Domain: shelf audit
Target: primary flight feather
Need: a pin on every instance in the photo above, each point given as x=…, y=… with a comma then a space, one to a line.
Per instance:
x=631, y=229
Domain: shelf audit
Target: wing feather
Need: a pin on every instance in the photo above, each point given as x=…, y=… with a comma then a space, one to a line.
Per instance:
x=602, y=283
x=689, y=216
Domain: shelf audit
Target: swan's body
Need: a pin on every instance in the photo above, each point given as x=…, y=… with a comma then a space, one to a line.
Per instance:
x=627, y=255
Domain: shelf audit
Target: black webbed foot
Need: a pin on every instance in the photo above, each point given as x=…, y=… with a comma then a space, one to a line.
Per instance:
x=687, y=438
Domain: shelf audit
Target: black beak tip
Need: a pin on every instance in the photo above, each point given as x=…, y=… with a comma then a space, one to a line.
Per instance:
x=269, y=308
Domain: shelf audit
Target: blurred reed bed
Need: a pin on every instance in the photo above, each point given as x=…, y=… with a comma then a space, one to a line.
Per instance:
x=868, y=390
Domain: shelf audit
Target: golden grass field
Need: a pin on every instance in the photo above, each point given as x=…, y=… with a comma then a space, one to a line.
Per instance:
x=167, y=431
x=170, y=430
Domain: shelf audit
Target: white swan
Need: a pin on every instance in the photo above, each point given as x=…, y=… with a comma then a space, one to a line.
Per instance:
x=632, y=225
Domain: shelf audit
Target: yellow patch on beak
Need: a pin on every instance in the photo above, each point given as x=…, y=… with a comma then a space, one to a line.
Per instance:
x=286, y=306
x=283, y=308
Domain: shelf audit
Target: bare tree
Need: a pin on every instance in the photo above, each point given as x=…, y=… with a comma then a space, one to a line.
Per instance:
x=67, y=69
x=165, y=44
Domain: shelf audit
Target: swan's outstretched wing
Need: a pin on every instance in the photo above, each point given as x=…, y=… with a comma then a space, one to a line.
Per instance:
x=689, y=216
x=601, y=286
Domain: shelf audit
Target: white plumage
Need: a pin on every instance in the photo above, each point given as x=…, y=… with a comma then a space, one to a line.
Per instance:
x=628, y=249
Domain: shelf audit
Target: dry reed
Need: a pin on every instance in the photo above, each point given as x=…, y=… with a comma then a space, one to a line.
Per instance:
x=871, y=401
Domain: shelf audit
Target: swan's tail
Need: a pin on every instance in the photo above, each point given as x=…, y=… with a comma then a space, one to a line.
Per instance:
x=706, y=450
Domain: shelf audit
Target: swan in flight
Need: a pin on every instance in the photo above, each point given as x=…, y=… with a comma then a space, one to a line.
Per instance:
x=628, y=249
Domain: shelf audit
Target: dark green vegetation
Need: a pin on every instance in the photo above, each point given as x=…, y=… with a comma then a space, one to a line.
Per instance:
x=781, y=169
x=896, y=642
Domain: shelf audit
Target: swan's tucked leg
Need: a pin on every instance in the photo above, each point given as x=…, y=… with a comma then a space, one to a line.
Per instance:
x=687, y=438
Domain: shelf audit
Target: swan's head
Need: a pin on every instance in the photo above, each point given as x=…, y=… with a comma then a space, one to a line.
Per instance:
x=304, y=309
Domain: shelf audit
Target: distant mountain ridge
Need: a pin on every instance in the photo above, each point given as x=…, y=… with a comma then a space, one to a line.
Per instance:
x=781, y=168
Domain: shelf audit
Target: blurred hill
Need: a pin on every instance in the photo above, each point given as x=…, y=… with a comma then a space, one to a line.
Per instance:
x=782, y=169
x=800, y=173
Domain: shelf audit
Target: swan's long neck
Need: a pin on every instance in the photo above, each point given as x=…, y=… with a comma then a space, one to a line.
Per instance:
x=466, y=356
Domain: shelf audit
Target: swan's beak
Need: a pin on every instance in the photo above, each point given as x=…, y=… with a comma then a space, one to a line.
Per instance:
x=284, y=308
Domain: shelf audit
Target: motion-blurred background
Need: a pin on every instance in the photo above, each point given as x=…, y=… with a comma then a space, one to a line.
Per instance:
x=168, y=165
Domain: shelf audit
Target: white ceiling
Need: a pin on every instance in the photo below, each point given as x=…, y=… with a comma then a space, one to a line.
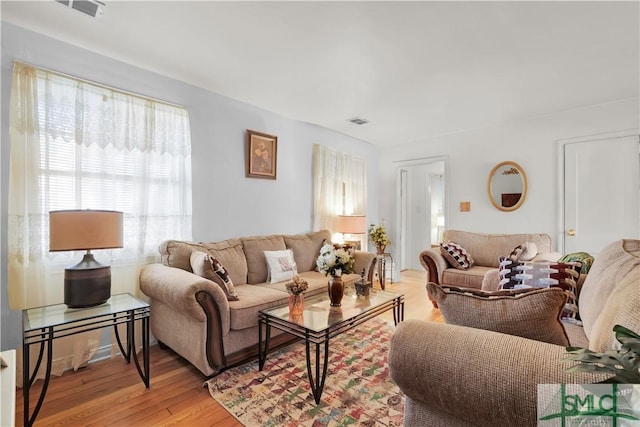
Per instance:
x=416, y=70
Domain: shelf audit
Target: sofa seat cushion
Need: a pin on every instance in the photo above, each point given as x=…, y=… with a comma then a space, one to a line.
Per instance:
x=576, y=335
x=254, y=248
x=528, y=313
x=244, y=312
x=470, y=278
x=229, y=253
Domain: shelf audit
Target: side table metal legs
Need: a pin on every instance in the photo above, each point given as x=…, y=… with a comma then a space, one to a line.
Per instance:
x=47, y=336
x=28, y=380
x=262, y=355
x=131, y=344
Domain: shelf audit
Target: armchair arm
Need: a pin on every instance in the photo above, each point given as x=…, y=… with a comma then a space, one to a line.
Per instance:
x=435, y=264
x=479, y=378
x=364, y=260
x=178, y=288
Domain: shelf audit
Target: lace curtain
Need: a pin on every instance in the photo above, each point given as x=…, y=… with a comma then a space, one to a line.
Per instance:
x=80, y=145
x=339, y=187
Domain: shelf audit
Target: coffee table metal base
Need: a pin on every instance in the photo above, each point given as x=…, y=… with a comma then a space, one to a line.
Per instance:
x=319, y=338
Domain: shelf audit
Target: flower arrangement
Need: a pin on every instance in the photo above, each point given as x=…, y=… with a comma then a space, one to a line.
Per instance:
x=334, y=262
x=378, y=235
x=297, y=286
x=623, y=364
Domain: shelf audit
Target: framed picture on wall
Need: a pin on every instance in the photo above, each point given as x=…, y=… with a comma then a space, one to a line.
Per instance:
x=261, y=155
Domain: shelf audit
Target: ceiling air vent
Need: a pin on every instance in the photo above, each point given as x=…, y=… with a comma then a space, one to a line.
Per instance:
x=358, y=121
x=88, y=7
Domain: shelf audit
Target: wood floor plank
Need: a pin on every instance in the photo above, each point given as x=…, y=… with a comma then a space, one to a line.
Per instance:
x=110, y=392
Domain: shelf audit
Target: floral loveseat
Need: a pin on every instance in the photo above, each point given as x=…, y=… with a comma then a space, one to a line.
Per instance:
x=208, y=325
x=456, y=375
x=486, y=250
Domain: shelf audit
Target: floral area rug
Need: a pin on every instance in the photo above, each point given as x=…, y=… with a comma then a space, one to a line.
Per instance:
x=357, y=391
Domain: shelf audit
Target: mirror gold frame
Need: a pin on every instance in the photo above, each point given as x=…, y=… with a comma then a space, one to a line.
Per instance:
x=516, y=192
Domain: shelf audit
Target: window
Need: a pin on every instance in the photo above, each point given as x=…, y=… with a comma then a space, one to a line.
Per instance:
x=80, y=145
x=339, y=187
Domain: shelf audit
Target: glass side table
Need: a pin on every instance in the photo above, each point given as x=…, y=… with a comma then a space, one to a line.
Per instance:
x=42, y=325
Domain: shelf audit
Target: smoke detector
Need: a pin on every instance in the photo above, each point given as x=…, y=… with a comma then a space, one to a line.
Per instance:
x=88, y=7
x=358, y=121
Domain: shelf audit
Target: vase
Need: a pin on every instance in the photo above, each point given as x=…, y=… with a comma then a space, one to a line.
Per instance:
x=336, y=291
x=296, y=304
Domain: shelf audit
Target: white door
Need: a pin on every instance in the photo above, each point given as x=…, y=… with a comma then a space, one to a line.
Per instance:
x=601, y=193
x=414, y=210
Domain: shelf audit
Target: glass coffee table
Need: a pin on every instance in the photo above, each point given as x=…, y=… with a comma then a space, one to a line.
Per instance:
x=320, y=322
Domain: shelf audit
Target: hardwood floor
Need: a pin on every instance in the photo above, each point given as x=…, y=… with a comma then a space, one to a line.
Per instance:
x=110, y=392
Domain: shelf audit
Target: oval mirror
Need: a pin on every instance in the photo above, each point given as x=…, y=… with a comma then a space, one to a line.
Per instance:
x=507, y=186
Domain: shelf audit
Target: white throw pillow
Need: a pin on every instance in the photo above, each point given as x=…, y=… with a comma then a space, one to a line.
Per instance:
x=280, y=265
x=529, y=251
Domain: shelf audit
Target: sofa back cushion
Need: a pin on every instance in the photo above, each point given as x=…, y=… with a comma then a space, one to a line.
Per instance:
x=486, y=249
x=230, y=254
x=306, y=248
x=177, y=253
x=528, y=313
x=622, y=308
x=610, y=270
x=254, y=248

_ _ _

*WHAT YOU HAVE TO DO*
Render the lines above as a JSON list of strings, starting at the very first line and ending at the line that contains "x=283, y=308", with one string for each line and blank lines left out.

*FULL SOLUTION*
[
  "Domain: shelf audit",
  "Target: primary flight feather",
  "Need: a pin on every instance in the photo above, each point given as x=…, y=… with a comma then a space, one to a line.",
  "Per instance:",
  "x=631, y=229",
  "Domain: shelf audit",
  "Target: wing feather",
  "Need: a pin on every instance in the photo above, each point given as x=…, y=… with a comma then a space, one to a line.",
  "Per instance:",
  "x=602, y=283",
  "x=689, y=216",
  "Domain: shelf audit",
  "Target: swan's body",
  "Need: a pin on every instance in the photo above, each point given as x=…, y=… with a comma then a space, one to a line.",
  "Per instance:",
  "x=627, y=255",
  "Domain: shelf audit",
  "Target: black webbed foot",
  "Need: a pin on every instance in the photo above, each point given as x=…, y=… with a comma then a space, one to a line.",
  "Per instance:",
  "x=687, y=438",
  "Domain: shelf audit",
  "Target: black beak tip",
  "Need: a pin on every instance in the photo above, each point given as x=…, y=… with a comma then a space, one to a line.",
  "Per instance:",
  "x=269, y=308",
  "Domain: shelf audit",
  "Target: blurred reed bed",
  "Need: a pin on every instance in the photo above, each point given as x=…, y=… with a comma then a space, one to a line.",
  "Per instance:",
  "x=868, y=390",
  "Domain: shelf audit",
  "Target: golden grass field",
  "Need: a pin on every instance in the photo above, each point given as x=…, y=… with a comma then a space, one to a line.",
  "Per instance:",
  "x=167, y=431",
  "x=170, y=430",
  "Domain: shelf audit",
  "Target: white swan",
  "Need: a pin on every instance in the photo above, each point given as x=…, y=… with a comma then a space, one to a line.",
  "Per instance:",
  "x=632, y=225",
  "Domain: shelf audit",
  "Target: yellow patch on beak",
  "Need: a pin on every instance in the photo above, each point given as x=…, y=… with a comma then a space, one to a line.",
  "Per instance:",
  "x=286, y=306",
  "x=283, y=308"
]